## [Exercise aim]
Your answer needs to include each line of the records in which the string "image" can be found.

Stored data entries
****************************************
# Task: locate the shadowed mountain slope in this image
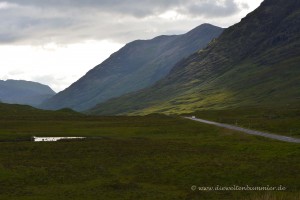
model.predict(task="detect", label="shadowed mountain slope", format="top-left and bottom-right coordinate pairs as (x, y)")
top-left (41, 24), bottom-right (223, 111)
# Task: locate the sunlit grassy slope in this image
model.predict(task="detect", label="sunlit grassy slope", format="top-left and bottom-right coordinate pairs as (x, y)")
top-left (127, 57), bottom-right (300, 115)
top-left (0, 103), bottom-right (299, 199)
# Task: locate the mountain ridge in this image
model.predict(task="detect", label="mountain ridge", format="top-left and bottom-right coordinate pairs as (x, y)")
top-left (89, 0), bottom-right (300, 115)
top-left (0, 79), bottom-right (56, 107)
top-left (41, 23), bottom-right (223, 111)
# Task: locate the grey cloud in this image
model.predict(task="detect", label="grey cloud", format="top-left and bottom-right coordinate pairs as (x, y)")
top-left (8, 70), bottom-right (24, 76)
top-left (0, 0), bottom-right (242, 44)
top-left (2, 0), bottom-right (240, 18)
top-left (240, 3), bottom-right (249, 9)
top-left (183, 0), bottom-right (239, 17)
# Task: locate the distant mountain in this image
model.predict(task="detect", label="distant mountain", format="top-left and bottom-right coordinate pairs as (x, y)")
top-left (0, 80), bottom-right (56, 107)
top-left (90, 0), bottom-right (300, 115)
top-left (41, 24), bottom-right (223, 111)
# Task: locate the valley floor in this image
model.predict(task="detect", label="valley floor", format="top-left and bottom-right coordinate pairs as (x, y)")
top-left (0, 111), bottom-right (299, 199)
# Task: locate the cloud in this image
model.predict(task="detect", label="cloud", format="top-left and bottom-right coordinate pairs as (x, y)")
****************************************
## [Result of this exercise]
# Task: locate the shadowed mountain slope in this image
# Task: locate the sunlit grassy slope in this image
# Task: locate the mountain ridge in this image
# Task: locate the grey cloud in this image
# Task: locate the distant mountain in this image
# Task: locate the valley floor in this image
# Task: locate the cloud in this image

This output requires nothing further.